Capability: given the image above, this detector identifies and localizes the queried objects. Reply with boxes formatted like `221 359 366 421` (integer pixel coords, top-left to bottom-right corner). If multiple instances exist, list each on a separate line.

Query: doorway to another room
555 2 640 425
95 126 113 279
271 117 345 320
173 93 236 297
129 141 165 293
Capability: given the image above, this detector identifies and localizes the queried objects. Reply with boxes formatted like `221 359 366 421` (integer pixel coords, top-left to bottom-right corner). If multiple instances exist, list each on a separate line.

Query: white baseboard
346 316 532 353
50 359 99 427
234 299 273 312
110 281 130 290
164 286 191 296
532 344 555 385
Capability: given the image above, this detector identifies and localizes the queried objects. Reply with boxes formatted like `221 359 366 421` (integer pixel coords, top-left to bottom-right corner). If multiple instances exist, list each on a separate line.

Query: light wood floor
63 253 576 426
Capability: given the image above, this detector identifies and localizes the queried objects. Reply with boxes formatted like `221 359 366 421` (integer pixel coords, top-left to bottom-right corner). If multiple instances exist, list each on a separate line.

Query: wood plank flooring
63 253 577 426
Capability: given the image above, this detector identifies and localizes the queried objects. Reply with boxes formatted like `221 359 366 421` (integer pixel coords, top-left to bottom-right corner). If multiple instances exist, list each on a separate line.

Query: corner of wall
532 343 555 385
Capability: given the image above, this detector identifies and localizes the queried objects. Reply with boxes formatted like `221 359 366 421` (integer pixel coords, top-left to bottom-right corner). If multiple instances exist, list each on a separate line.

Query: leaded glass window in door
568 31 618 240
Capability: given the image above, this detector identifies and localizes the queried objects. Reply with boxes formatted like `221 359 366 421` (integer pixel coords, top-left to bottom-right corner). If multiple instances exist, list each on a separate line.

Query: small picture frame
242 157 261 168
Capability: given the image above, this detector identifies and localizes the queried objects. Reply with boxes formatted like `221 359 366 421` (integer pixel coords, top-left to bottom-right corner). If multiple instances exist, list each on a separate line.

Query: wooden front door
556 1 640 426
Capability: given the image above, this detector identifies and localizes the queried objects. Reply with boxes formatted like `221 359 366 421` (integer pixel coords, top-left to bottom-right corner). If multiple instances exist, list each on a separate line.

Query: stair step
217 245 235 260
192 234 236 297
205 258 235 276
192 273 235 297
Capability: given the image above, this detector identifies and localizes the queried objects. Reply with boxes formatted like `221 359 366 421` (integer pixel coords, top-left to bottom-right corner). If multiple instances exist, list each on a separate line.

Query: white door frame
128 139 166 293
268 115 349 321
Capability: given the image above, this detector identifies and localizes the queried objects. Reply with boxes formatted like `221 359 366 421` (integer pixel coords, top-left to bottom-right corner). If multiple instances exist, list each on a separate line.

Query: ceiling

▸ **Task item**: Every line of the material above should be transcribed as it stands.

▸ **Output below**:
Capability: given the image above, this detector identifies and localizes the queried objects. Reply with boxes formatted like `221 359 366 421` (integer pixel coords, top-left to bottom-right corner). If multiple instances exist, list each on a separate line.

Query: doorway to another room
555 2 640 425
95 126 113 279
271 117 345 320
173 93 236 297
129 141 165 293
Capability: given the image above, this detector identifies and localizes the queried objects. Reply with boxes formatted like `221 359 366 421` (integer pixel coords, top-left to bottom-right corner). If multiple instances exist, list each on a separate line.

Query: white baseboard
346 316 532 353
50 359 99 427
234 299 273 312
110 281 130 290
164 286 191 296
532 344 555 385
Capability: given the image above, this detector identifies and localizes the queried objects. Reply with boxes formatted like `221 359 366 421` (integer pixel coords, top-left to bottom-right corner). If multiple instances exist, list each on a separate line.

Query: light wood floor
63 253 576 426
Capability: given the image above, this detector identifies and localizes the queried objects. Reply with boxes formatted like `221 359 366 421` (integer pixel coords, top-left to bottom-right corner). If multiple instances exist, list each on a separate line.

Query: wood plank flooring
63 253 577 426
Capability: given the image above, this detector identifies and localizes the queried objects. Reply with boxes formatted like `221 359 366 421` (integer pixel coords, top-left to bottom-right corner). If multiple instances exist, list each on a separate line.

Query: corner of wall
532 343 555 385
Capability: given the image above, this detector identifies and localizes the queried objects. Reply with boxes formatted like `221 359 366 421` (integer pixel coords, top-left to bottom-right corner). If multiple instances exist, list each on a separate line.

Query: leaded glass window in door
568 31 618 240
Capability: given the image above, this detector identifies and localizes the queried objects. Reply with boxes formatted like `221 359 366 421` (integer pixel coords, top-left to bottom-right corner). If multiple instances exist, list each on a separate line.

Query: small picture frame
242 157 261 168
Capability: given the image above, this detector identifies and localizes the queried objects. Reply with boxes formatted like `221 359 366 421` (integer pixel coords, top-left to bottom-right corner). If multiple instances exist, list each on a separate line.

Query: wooden front door
556 1 640 426
Capability: given the image above, this detector identifies and localizes the queried objects. Reply with boxes formatted like `221 359 366 421` (integer pixel coords, top-left to bottom-right corner). If multiple instances exist, list each on a separate line.

Query: stair step
217 245 235 260
192 234 236 297
205 258 235 276
192 273 235 297
Capability: given the image above, this detector identifies and localizes the queried objects. Reply with boxes formatted like `221 359 366 421` (integer pixel coords, top-left to bottom-right corner). If multiple instances exist, list each on a separate line.

Query: white door frame
128 139 166 293
268 115 349 321
Capability: given the image above, this detector identifies and localizes the queried objects. Reply with boxes formatted like `221 359 366 421` (integer pixel coords, top-left to bottom-right corner). If multiple instances exist, list each on a separate line.

Query: ceiling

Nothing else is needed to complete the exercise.